(Collected data)
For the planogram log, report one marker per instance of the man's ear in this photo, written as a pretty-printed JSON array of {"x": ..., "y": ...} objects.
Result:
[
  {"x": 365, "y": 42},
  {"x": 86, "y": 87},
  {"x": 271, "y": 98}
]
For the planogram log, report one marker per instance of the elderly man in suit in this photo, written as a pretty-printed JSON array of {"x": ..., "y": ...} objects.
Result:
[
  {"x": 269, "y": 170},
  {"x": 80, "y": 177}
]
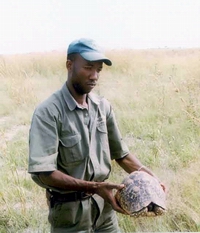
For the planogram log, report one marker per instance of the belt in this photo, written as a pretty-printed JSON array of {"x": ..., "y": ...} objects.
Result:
[{"x": 68, "y": 197}]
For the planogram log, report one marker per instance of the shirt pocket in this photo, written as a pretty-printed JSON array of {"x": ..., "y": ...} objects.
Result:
[
  {"x": 101, "y": 127},
  {"x": 70, "y": 149}
]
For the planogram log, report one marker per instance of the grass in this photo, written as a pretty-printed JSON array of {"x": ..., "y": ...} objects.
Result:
[{"x": 155, "y": 95}]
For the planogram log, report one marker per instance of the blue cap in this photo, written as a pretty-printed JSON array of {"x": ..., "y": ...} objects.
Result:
[{"x": 89, "y": 50}]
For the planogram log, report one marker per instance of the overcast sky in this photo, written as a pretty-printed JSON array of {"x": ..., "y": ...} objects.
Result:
[{"x": 44, "y": 25}]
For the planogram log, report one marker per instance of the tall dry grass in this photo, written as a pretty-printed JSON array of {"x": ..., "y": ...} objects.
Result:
[{"x": 155, "y": 95}]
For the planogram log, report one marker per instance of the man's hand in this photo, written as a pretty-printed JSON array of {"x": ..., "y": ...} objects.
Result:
[{"x": 105, "y": 190}]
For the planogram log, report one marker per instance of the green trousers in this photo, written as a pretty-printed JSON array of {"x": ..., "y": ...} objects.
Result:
[{"x": 86, "y": 216}]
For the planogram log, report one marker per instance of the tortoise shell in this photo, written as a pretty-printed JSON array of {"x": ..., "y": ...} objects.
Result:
[{"x": 142, "y": 195}]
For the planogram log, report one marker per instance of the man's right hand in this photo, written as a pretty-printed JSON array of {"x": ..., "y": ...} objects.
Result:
[{"x": 105, "y": 190}]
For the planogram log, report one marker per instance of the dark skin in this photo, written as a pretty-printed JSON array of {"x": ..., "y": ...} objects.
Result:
[{"x": 82, "y": 78}]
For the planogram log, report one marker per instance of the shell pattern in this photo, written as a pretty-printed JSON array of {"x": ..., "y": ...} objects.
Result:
[{"x": 142, "y": 195}]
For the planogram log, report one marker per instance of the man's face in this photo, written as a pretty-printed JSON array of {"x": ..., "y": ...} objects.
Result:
[{"x": 83, "y": 75}]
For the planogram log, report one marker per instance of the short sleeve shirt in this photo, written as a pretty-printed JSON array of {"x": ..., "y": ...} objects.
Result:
[{"x": 78, "y": 141}]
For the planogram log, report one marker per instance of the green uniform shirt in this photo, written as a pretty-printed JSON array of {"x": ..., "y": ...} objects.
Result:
[{"x": 77, "y": 141}]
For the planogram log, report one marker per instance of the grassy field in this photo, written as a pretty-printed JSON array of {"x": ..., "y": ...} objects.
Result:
[{"x": 155, "y": 95}]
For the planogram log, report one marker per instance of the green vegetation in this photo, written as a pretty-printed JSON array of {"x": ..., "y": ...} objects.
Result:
[{"x": 155, "y": 95}]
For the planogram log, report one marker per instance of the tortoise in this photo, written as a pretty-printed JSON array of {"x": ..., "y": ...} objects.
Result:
[{"x": 142, "y": 195}]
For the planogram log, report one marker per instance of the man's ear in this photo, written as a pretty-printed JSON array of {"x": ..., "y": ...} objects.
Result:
[{"x": 69, "y": 65}]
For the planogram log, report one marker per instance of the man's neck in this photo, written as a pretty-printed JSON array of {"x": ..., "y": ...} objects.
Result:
[{"x": 80, "y": 99}]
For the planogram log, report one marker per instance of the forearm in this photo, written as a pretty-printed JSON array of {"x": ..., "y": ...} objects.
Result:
[{"x": 59, "y": 180}]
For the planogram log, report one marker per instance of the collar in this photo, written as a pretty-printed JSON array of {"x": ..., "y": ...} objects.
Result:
[{"x": 71, "y": 102}]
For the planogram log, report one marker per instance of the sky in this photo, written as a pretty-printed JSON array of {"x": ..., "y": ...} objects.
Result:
[{"x": 45, "y": 25}]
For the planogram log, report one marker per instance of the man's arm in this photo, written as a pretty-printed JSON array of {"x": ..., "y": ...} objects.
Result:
[
  {"x": 62, "y": 181},
  {"x": 131, "y": 163}
]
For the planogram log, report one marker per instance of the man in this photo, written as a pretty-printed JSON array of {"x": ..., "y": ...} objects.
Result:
[{"x": 73, "y": 137}]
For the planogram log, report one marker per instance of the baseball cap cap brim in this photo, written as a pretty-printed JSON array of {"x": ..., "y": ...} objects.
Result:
[
  {"x": 95, "y": 56},
  {"x": 89, "y": 50}
]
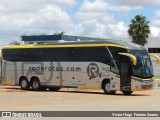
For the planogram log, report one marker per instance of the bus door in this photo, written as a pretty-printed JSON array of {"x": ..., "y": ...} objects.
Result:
[
  {"x": 125, "y": 77},
  {"x": 0, "y": 70}
]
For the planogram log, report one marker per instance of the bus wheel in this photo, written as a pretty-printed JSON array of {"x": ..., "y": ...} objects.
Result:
[
  {"x": 106, "y": 88},
  {"x": 127, "y": 92},
  {"x": 35, "y": 84},
  {"x": 54, "y": 88},
  {"x": 24, "y": 84}
]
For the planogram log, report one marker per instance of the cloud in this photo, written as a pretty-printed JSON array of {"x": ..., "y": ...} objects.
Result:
[
  {"x": 102, "y": 5},
  {"x": 95, "y": 20},
  {"x": 47, "y": 19},
  {"x": 155, "y": 31},
  {"x": 138, "y": 2}
]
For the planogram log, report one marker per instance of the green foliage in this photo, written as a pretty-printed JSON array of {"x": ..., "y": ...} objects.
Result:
[{"x": 139, "y": 30}]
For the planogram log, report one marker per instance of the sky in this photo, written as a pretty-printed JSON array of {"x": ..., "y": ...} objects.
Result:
[{"x": 92, "y": 18}]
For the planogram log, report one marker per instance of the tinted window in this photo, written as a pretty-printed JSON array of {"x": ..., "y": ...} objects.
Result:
[
  {"x": 52, "y": 54},
  {"x": 97, "y": 54}
]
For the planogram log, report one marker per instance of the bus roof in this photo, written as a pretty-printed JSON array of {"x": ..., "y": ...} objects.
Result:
[{"x": 84, "y": 43}]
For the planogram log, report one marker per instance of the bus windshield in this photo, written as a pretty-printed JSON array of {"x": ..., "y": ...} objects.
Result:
[{"x": 144, "y": 65}]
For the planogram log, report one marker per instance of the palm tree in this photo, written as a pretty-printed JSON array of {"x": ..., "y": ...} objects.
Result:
[{"x": 139, "y": 30}]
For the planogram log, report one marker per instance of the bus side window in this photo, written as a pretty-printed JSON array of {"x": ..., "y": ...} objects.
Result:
[{"x": 114, "y": 67}]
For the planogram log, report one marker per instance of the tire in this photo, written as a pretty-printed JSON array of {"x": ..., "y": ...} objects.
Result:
[
  {"x": 35, "y": 84},
  {"x": 127, "y": 92},
  {"x": 24, "y": 84},
  {"x": 106, "y": 88},
  {"x": 54, "y": 88}
]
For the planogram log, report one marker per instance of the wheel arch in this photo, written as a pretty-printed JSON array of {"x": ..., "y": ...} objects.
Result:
[
  {"x": 104, "y": 80},
  {"x": 33, "y": 78},
  {"x": 22, "y": 77}
]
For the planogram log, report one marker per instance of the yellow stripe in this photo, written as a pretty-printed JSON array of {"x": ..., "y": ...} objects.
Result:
[
  {"x": 131, "y": 56},
  {"x": 156, "y": 56},
  {"x": 7, "y": 83},
  {"x": 90, "y": 87},
  {"x": 60, "y": 46},
  {"x": 142, "y": 79},
  {"x": 1, "y": 56}
]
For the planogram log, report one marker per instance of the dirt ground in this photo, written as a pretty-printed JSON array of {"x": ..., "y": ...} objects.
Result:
[{"x": 14, "y": 99}]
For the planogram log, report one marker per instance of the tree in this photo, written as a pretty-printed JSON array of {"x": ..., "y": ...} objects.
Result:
[
  {"x": 15, "y": 43},
  {"x": 139, "y": 30}
]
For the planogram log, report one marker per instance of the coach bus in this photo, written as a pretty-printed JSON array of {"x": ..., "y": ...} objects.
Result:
[{"x": 89, "y": 64}]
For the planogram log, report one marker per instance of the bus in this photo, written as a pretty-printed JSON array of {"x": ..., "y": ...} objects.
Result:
[{"x": 110, "y": 65}]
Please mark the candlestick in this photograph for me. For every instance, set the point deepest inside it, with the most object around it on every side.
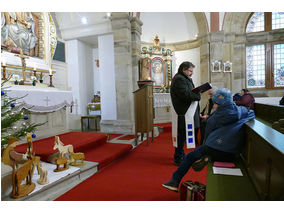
(50, 81)
(4, 72)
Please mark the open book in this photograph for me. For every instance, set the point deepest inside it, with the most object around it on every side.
(202, 88)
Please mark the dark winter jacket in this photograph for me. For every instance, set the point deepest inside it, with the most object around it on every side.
(182, 96)
(247, 100)
(224, 130)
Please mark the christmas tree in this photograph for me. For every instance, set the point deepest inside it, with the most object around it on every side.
(14, 119)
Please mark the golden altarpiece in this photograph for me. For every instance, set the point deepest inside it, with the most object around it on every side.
(28, 44)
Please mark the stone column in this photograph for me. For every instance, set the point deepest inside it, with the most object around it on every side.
(121, 28)
(136, 31)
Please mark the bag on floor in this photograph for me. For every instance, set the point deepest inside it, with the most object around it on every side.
(192, 191)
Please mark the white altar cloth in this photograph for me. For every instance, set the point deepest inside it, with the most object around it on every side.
(162, 100)
(41, 99)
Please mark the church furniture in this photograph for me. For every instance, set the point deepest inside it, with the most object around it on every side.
(279, 125)
(77, 156)
(228, 187)
(261, 163)
(268, 112)
(264, 158)
(143, 110)
(61, 161)
(96, 118)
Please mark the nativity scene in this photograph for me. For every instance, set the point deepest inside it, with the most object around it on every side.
(92, 97)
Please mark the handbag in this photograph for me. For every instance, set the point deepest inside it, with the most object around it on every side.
(192, 191)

> THE TASK: Return precisely the lines of the records, starting with the line that holds "Please mark the white" and ending with the last one.

> ANSWER TO THE PROBLEM:
Please mark the white altar cloth in this photograph for me. For every instance, set the point deepest inside it, with the most object around it on every side.
(162, 100)
(41, 99)
Please mark the church furniture in this photograph for me. For every instance, set the point deepest inside it, with the most object around it on every side.
(279, 125)
(77, 156)
(228, 187)
(261, 163)
(268, 112)
(264, 158)
(143, 110)
(61, 161)
(96, 118)
Please mark the nativity scene in this photograph for me. For every instance, set the point deepest inside it, with the most object around it on every side.
(92, 97)
Please mark the handbag in this photograph for me. For every instance, set the point deepest inside it, with the most object around it on every side.
(192, 191)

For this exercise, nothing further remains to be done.